GIVEN RECORDS Start Marker
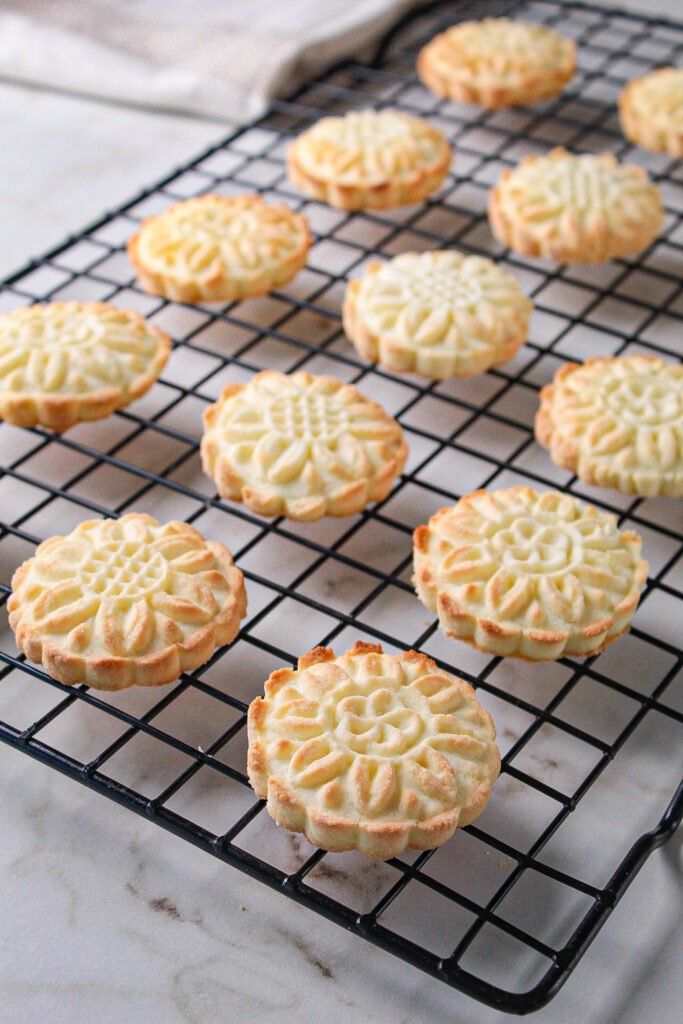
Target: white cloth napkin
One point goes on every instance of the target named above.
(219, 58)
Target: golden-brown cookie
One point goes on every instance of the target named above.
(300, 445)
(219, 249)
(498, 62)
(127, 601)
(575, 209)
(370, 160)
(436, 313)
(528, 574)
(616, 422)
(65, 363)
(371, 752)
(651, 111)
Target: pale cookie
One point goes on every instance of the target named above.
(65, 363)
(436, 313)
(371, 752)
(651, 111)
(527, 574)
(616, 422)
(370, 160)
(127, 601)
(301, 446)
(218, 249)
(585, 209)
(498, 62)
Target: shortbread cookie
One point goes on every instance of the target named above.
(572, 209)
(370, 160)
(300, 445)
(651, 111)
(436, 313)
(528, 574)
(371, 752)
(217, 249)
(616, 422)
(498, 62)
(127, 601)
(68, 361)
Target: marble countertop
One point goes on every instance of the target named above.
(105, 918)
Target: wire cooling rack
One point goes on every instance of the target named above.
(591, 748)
GIVEN RECORDS End Marker
GIVEN RECORDS Start Marker
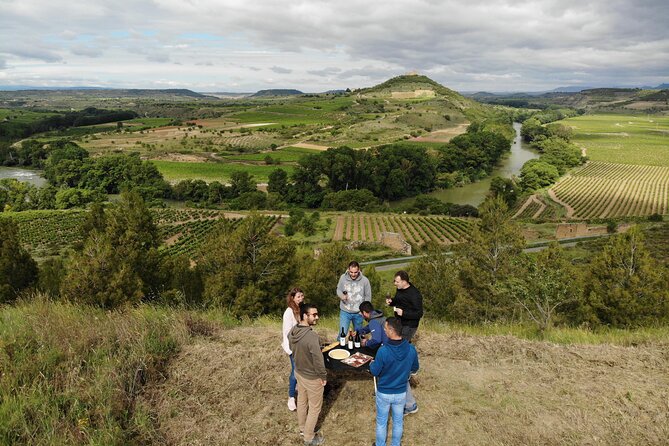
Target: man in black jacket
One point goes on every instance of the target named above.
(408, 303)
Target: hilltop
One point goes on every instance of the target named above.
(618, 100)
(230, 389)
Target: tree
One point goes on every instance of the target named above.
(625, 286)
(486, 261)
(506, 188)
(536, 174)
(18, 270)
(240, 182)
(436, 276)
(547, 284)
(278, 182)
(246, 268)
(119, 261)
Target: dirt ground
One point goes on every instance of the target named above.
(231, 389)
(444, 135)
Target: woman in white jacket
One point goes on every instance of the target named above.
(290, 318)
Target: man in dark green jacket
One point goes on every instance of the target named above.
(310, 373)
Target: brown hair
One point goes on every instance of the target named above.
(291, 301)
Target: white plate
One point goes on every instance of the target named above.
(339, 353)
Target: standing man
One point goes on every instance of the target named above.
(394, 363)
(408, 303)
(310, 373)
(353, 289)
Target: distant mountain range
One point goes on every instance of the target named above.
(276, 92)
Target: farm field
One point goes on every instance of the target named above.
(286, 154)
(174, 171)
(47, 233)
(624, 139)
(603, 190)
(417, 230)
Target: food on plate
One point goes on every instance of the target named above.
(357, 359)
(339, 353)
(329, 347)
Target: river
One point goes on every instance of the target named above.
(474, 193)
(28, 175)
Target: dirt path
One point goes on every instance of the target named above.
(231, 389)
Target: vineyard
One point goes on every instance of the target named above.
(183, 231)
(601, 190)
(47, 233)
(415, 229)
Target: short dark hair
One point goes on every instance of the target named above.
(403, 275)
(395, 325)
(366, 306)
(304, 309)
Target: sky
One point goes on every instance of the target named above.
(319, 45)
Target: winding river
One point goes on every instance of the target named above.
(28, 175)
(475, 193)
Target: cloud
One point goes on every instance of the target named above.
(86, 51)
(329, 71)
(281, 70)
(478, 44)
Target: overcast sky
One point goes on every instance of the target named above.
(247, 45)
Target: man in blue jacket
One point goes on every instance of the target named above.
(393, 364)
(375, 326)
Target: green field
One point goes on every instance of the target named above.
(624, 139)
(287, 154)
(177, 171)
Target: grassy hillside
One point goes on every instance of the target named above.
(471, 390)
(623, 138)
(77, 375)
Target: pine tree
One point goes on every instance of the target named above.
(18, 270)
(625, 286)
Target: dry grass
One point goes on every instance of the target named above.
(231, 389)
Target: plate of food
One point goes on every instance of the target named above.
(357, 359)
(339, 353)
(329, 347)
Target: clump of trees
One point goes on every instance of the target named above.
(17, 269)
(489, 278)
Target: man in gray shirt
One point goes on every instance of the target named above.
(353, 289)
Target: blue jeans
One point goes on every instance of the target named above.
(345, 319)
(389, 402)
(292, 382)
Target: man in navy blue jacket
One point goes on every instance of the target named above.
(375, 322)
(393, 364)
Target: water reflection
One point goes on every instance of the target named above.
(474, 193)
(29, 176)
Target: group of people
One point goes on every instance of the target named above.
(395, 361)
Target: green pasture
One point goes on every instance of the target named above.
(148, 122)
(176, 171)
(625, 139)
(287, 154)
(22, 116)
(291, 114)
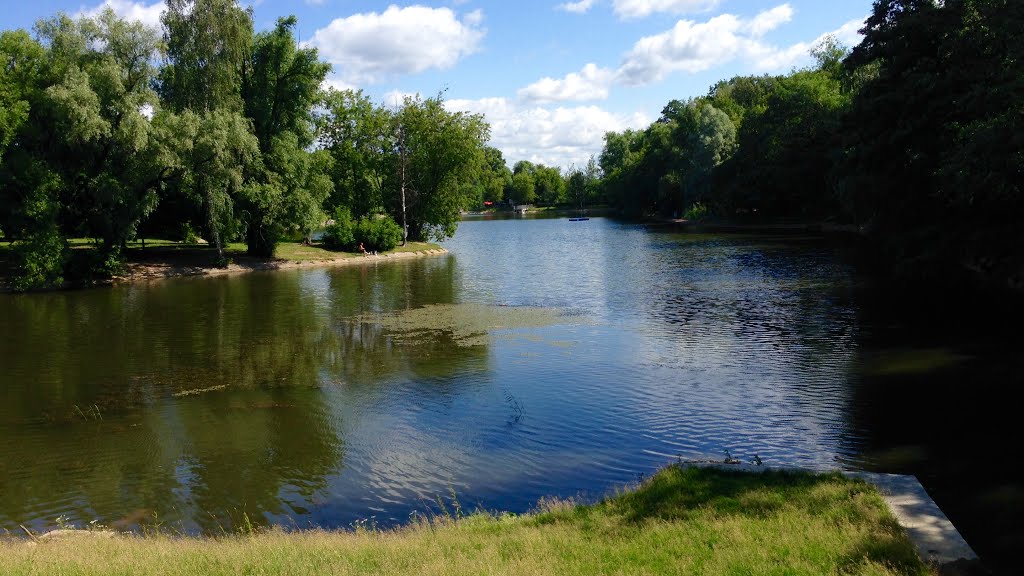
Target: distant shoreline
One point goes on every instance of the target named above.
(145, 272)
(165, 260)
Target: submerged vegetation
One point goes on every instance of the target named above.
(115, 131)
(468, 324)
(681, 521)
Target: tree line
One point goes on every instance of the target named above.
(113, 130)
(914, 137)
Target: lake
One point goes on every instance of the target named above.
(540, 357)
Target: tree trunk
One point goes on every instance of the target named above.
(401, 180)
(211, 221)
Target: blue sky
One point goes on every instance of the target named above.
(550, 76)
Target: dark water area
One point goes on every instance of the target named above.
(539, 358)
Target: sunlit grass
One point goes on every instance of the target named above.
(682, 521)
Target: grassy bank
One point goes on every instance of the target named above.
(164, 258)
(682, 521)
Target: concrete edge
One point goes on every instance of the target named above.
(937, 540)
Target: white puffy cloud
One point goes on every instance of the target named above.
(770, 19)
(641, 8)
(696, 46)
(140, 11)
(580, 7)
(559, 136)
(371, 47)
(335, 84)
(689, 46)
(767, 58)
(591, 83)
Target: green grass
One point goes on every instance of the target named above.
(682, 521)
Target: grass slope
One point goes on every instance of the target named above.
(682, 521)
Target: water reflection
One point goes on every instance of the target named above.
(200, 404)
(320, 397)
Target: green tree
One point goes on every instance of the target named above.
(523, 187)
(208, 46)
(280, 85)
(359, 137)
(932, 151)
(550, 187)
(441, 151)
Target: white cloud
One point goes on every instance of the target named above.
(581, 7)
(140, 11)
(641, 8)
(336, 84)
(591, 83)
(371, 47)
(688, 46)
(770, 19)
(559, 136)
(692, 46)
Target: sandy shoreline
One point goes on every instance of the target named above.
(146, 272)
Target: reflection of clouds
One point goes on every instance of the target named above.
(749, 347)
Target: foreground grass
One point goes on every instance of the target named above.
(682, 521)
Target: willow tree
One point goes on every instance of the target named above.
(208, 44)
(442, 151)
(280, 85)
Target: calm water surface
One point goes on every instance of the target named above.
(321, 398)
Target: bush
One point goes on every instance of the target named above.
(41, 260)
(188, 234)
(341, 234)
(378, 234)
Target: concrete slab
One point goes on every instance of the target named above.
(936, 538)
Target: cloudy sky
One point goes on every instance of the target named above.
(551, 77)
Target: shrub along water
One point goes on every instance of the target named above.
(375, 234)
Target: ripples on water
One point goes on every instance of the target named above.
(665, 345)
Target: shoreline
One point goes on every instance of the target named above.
GIVEN RECORDS End Marker
* [WORK REQUIRED] Your task is to retype the entries verbatim, starting with the line that holds "Target: white cloth napkin" and stopping after the line that holds "Target: wire cooling rack".

* [RESPONSE TO THIS TASK]
Target: white cloth napkin
One point goes on every instance of the target named above.
(219, 58)
Target: golden-brown cookie
One point goes on every instance of the target named above.
(300, 445)
(219, 249)
(498, 62)
(127, 601)
(575, 209)
(370, 160)
(436, 313)
(528, 574)
(616, 422)
(65, 363)
(371, 752)
(651, 111)
Target: pale cookie
One point goes on every instance of the target named above.
(65, 363)
(436, 313)
(371, 752)
(651, 111)
(527, 574)
(616, 422)
(370, 160)
(127, 601)
(301, 446)
(218, 249)
(585, 209)
(498, 62)
Target: shortbread cookie
One point goes on every instance of the target named above.
(572, 209)
(370, 160)
(300, 445)
(651, 111)
(436, 313)
(528, 574)
(371, 752)
(217, 249)
(616, 422)
(498, 62)
(127, 601)
(68, 361)
Target: marble countertop
One point goes on every instance of the target named above.
(105, 918)
Target: wire cooling rack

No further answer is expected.